Exercise details -> Repeat the rows below word for word, starting at the line containing "Question. Provide a point on each instance of the yellow" and ending at the line containing "x=149, y=514", with both of those lines included.

##### Material for this task #####

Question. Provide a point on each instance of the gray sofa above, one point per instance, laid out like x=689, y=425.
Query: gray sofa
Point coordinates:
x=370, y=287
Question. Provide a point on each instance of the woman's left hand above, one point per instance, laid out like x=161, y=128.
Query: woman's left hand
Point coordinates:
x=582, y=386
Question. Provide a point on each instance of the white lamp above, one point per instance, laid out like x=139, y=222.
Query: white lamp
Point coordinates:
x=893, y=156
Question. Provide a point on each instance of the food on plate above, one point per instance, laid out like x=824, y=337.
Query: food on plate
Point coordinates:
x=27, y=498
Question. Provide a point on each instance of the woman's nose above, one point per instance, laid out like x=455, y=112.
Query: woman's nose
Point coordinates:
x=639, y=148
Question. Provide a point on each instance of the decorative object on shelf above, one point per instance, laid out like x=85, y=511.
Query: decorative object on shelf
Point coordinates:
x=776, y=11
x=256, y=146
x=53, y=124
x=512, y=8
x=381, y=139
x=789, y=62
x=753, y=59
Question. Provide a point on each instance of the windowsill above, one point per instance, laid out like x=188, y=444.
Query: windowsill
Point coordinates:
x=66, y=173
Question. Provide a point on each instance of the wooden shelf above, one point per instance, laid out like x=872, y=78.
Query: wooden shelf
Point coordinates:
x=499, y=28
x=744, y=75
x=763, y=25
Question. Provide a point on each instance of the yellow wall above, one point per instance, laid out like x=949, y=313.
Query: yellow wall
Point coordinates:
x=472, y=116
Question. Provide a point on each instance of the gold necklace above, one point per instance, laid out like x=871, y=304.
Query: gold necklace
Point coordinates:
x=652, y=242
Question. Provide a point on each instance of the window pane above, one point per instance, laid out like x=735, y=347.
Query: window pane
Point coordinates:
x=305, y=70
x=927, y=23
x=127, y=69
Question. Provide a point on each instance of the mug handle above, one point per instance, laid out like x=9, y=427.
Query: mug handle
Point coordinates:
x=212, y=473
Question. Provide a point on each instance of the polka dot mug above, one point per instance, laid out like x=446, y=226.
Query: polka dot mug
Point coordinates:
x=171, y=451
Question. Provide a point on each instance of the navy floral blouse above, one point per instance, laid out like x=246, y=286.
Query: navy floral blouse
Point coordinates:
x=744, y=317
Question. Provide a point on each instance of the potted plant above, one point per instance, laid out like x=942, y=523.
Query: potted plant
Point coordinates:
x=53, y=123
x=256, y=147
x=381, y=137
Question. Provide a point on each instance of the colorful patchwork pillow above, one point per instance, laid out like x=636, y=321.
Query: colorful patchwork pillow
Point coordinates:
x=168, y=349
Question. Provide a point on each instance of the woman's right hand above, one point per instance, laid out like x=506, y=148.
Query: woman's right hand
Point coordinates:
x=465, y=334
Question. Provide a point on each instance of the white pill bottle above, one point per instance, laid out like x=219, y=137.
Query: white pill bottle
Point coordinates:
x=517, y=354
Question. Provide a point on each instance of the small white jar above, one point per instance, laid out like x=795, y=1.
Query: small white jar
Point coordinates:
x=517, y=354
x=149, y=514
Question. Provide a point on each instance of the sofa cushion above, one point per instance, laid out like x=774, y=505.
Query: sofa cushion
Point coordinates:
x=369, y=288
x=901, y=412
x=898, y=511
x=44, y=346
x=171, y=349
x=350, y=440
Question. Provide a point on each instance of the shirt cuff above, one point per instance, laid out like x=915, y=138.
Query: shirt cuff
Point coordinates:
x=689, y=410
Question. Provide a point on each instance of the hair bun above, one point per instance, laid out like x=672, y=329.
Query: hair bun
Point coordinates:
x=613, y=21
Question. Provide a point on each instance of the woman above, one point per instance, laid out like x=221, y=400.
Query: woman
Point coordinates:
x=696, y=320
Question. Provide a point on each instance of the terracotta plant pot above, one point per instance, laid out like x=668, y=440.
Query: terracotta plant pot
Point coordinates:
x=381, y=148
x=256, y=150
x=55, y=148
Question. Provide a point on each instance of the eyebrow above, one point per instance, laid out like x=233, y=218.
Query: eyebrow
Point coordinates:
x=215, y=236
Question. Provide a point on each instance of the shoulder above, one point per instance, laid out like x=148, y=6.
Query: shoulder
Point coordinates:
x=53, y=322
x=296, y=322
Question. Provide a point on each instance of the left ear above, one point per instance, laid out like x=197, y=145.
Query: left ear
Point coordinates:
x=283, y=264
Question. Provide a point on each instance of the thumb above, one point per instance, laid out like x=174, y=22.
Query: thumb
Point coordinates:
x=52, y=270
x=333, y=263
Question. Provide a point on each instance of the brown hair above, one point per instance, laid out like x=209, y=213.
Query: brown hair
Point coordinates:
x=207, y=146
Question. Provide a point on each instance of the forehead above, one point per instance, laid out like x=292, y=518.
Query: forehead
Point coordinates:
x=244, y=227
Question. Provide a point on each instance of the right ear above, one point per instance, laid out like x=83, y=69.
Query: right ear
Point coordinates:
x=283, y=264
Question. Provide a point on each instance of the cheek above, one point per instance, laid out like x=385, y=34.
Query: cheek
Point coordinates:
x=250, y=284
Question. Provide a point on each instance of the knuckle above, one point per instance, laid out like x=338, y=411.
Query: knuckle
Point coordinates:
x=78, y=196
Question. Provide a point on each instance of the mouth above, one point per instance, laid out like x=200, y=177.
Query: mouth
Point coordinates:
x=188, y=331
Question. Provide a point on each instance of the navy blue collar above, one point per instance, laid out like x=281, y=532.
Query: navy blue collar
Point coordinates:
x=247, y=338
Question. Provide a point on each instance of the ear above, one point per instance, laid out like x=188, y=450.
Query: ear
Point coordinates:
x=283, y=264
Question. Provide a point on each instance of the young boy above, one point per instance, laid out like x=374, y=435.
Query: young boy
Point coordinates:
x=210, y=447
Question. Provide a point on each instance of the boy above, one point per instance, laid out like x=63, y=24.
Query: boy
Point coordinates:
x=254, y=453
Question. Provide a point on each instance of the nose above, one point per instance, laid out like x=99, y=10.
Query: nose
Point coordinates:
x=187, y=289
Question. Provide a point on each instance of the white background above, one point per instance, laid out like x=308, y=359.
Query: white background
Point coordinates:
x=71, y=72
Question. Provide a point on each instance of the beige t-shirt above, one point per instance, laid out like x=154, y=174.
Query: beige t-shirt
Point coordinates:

#####

Reply to the task ->
Question. Provide a point on each instance of the yellow wall above, one point per instance, laid out like x=949, y=313.
Query: yellow wall
Point coordinates:
x=472, y=116
Question. Provide a point on each instance of the gold necklace above, one point per instance, laid out like x=871, y=304.
Query: gold necklace
Point coordinates:
x=652, y=242
Question. Provide a point on each instance of the window pane above, one point per instance, laid out like x=735, y=347.
Query: window pane
Point coordinates:
x=305, y=70
x=927, y=23
x=127, y=69
Question. Provide a point on each instance of the mug handle above, one point per instance, laid out like x=9, y=427.
Query: mug handle
Point coordinates:
x=212, y=473
Question. Provide a point on each instance of the polka dot mug above, one point per instance, laid out like x=446, y=226.
Query: polka dot mug
Point coordinates:
x=171, y=451
Question. Provide a point on each instance of the navy floral blouse above, one point per instance, laid out like x=246, y=286.
Query: navy floral blouse
Point coordinates:
x=744, y=317
Question. Provide a point on each instance of the potted plant above, one point per instance, laid out like x=942, y=523.
Query: potted plant
Point coordinates:
x=53, y=123
x=256, y=147
x=381, y=137
Question. Provide a point on each instance of the colorful patchwork pillow above, one point per instance, laid out like x=636, y=321.
Query: colorful patchwork pillow
Point coordinates:
x=168, y=349
Question. Provide a point on each instance of the woman's right hand above, one point per instance, laid out like x=506, y=148.
Query: woman's right hand
Point coordinates:
x=465, y=334
Question. Provide a point on each instance of the white pill bottle above, one point per instance, laid out like x=219, y=137.
Query: white pill bottle
Point coordinates:
x=517, y=354
Question. Provide a point on each instance of the small white jar above, one point per instance, laid out like x=795, y=1.
Query: small white jar
Point coordinates:
x=517, y=354
x=149, y=514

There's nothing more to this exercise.